▶ _What you will do_: Count the lines in the entries below that contain the string "trouser", treating case as significant. Reply with the number only.
══ Stored rows
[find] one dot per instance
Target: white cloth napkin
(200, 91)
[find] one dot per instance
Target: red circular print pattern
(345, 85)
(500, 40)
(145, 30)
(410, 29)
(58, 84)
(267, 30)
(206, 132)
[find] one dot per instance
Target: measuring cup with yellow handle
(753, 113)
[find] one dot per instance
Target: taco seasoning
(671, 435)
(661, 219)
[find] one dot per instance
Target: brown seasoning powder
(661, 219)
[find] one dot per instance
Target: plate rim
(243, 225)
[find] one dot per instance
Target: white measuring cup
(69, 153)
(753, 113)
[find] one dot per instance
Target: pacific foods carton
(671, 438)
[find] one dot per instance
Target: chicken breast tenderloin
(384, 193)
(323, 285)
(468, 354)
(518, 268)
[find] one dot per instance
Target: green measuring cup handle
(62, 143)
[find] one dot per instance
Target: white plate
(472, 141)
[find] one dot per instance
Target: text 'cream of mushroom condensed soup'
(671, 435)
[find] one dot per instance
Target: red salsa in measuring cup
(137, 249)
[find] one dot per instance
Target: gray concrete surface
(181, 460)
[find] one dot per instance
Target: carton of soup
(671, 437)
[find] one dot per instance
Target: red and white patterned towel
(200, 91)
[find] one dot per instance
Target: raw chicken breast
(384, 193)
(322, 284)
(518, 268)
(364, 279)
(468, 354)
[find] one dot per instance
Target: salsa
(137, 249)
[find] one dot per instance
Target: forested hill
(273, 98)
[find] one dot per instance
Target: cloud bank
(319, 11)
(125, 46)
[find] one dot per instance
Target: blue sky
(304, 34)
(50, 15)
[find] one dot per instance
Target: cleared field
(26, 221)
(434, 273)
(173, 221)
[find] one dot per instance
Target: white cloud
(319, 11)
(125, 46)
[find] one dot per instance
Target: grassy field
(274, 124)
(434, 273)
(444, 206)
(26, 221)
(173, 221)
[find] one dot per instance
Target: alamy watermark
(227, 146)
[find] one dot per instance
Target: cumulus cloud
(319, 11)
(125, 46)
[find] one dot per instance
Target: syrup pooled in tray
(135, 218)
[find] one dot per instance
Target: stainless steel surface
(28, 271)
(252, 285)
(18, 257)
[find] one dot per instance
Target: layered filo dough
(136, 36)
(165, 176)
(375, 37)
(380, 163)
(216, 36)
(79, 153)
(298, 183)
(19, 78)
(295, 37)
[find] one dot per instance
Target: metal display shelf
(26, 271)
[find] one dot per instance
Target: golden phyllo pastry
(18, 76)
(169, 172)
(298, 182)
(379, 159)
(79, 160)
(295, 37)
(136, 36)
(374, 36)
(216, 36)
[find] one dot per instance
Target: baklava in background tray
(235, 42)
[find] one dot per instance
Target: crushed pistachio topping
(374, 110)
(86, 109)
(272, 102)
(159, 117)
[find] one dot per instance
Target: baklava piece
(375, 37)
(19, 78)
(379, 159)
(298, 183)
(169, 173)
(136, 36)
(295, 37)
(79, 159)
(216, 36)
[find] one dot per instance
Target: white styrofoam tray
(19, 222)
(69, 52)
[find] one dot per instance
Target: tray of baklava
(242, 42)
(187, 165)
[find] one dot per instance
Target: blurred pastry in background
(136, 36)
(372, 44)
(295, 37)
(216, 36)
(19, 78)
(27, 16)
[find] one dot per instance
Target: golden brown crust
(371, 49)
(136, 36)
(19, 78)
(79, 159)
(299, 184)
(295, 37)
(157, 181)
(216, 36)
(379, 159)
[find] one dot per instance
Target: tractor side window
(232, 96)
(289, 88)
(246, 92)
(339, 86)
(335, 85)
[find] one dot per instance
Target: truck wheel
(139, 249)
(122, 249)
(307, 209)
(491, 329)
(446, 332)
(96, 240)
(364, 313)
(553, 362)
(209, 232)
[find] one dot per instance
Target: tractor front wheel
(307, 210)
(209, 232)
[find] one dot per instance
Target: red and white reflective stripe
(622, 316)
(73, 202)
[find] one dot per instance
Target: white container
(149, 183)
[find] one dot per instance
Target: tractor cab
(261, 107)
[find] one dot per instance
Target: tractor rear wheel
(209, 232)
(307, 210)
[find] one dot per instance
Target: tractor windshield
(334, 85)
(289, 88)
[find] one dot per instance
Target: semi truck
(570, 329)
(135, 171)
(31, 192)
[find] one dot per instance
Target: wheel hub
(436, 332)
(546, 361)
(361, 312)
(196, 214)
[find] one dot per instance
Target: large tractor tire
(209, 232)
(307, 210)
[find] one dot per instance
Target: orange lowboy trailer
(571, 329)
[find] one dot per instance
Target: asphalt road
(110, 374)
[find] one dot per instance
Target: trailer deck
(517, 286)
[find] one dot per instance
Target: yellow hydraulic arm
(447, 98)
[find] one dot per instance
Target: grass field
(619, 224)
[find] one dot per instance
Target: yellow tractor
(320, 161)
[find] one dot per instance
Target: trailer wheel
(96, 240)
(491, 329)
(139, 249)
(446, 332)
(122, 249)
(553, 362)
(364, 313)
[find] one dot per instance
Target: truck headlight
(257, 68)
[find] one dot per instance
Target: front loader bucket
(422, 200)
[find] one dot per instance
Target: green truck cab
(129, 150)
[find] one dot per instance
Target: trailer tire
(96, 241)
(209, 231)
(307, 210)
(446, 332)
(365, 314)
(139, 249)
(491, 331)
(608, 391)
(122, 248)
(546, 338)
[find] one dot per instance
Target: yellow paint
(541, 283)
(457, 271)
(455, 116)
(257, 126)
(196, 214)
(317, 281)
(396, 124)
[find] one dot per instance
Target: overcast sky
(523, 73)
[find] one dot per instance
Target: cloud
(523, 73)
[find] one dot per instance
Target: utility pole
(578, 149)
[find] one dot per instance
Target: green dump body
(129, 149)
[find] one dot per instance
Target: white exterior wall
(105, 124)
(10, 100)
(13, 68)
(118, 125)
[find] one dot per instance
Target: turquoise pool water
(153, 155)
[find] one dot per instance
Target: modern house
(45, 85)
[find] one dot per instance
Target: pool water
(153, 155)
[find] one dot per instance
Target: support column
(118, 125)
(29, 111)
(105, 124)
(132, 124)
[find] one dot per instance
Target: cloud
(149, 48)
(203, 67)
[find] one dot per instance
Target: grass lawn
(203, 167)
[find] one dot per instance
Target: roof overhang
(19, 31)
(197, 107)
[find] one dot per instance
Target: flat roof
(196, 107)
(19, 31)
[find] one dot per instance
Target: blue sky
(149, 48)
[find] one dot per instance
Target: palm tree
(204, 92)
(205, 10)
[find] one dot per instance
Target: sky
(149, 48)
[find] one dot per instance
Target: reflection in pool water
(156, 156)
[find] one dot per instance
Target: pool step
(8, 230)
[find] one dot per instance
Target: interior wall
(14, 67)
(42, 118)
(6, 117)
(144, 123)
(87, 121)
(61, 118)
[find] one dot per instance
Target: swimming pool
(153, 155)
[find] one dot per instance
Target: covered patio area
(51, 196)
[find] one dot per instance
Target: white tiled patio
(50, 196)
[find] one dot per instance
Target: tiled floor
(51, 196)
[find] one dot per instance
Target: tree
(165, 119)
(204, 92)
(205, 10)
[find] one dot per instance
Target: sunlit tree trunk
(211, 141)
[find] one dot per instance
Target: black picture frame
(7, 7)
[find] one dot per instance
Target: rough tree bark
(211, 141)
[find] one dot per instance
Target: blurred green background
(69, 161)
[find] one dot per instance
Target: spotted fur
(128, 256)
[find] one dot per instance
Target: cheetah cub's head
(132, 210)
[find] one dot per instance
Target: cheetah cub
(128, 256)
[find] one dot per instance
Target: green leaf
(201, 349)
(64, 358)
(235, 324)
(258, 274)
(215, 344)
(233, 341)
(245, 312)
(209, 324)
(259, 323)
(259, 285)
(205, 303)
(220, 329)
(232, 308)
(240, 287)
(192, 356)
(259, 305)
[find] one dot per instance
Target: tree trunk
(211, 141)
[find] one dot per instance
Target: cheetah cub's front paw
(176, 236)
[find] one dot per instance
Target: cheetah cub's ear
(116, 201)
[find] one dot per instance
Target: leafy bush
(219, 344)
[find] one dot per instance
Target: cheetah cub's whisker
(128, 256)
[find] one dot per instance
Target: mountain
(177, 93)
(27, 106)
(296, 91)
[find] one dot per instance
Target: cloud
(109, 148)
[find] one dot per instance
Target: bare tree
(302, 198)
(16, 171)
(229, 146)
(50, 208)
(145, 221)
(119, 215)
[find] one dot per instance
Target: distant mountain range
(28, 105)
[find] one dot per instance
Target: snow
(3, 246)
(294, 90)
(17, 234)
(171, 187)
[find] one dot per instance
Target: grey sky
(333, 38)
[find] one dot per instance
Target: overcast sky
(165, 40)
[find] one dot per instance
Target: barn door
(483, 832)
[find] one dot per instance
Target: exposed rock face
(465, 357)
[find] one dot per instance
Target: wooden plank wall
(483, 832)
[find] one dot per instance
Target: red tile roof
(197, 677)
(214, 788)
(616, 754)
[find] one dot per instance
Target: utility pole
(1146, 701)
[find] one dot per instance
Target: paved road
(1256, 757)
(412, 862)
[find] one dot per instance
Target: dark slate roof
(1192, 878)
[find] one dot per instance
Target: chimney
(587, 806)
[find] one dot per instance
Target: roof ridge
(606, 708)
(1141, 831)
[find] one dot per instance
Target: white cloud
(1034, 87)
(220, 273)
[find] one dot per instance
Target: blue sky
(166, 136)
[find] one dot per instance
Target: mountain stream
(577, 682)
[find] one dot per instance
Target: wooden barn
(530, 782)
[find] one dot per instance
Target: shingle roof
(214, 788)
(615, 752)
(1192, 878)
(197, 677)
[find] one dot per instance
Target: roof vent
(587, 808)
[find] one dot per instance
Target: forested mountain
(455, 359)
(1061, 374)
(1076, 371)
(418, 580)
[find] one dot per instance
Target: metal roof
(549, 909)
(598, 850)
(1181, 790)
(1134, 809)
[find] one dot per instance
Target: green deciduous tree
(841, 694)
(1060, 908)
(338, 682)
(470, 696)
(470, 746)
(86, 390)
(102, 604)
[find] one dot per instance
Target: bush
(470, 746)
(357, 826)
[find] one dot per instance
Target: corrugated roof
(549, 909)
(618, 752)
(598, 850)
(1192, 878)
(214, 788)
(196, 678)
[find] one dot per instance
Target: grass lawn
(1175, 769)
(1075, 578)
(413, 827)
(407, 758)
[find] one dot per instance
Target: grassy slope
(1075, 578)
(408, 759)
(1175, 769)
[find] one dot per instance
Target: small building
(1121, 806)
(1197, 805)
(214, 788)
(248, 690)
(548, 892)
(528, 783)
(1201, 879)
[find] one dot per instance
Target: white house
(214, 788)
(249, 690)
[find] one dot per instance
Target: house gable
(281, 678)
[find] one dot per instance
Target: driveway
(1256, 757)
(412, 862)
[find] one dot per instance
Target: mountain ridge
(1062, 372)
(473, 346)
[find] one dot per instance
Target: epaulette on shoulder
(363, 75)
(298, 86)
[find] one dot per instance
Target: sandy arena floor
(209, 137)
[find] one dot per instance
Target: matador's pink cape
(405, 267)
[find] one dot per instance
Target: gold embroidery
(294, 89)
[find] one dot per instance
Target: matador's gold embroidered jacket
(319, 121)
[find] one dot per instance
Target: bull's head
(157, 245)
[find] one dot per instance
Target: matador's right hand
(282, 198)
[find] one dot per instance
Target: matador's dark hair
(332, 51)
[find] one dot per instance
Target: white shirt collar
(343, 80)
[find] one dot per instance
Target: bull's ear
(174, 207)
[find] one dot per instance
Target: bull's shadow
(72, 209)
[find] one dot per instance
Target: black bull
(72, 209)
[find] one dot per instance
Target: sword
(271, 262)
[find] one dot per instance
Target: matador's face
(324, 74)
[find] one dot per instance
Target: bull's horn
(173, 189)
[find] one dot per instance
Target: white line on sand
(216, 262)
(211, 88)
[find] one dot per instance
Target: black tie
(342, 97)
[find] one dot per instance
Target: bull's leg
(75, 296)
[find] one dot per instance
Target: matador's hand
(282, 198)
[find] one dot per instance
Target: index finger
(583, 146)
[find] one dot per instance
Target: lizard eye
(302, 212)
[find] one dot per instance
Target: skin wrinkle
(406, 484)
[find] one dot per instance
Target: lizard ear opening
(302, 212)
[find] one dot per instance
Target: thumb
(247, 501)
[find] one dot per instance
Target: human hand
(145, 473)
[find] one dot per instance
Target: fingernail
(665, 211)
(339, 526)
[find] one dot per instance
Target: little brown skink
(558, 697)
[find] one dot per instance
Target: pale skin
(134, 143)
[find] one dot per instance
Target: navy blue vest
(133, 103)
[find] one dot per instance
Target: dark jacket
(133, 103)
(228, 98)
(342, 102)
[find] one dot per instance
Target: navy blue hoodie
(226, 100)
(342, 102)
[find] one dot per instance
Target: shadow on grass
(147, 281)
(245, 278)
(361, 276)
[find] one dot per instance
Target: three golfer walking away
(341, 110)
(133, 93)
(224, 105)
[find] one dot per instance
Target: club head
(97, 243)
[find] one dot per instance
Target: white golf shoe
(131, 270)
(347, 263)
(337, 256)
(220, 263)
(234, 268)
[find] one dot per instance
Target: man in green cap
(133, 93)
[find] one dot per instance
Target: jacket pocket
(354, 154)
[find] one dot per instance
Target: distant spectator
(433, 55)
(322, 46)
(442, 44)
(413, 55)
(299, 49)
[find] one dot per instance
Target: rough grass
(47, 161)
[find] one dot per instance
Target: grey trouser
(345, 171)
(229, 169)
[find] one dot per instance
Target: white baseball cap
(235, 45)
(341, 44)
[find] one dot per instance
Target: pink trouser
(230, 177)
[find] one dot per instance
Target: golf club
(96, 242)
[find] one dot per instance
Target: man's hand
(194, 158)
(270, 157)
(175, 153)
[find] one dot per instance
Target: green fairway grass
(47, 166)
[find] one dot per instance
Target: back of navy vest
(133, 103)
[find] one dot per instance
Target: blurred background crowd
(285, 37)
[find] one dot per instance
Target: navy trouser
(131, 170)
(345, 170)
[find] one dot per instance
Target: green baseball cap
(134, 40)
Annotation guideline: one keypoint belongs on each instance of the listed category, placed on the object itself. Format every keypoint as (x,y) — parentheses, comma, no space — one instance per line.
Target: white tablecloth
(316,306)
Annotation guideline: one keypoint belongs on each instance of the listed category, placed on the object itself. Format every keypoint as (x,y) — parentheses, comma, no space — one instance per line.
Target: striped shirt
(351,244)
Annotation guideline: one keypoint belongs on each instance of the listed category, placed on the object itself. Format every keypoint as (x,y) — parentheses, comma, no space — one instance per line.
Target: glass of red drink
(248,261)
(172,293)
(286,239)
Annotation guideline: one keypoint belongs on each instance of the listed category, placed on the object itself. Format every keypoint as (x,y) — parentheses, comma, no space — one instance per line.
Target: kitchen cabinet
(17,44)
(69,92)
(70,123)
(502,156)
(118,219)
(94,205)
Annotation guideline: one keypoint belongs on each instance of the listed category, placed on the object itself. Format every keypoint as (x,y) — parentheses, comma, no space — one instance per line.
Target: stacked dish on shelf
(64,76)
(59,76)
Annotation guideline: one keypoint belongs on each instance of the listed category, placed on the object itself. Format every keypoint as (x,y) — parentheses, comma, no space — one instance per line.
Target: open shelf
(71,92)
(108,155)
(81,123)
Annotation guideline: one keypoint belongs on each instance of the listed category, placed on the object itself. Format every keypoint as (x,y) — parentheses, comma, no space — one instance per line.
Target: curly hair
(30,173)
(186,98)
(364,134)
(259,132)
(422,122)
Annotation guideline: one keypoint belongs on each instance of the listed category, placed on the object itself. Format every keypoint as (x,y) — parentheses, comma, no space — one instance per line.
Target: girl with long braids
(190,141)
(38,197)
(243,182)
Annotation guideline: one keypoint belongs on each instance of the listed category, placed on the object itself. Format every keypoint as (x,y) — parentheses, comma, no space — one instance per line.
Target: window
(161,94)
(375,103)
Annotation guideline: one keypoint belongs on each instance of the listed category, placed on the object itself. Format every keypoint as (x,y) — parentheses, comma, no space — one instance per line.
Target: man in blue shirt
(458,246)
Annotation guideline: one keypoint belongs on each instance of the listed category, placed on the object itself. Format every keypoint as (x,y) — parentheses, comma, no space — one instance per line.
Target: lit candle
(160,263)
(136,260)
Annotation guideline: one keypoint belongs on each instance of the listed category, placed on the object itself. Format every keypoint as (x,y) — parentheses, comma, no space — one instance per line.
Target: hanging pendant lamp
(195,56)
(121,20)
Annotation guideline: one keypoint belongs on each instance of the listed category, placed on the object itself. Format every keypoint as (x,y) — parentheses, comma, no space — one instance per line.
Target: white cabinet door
════
▶ _Solved exercise_: 3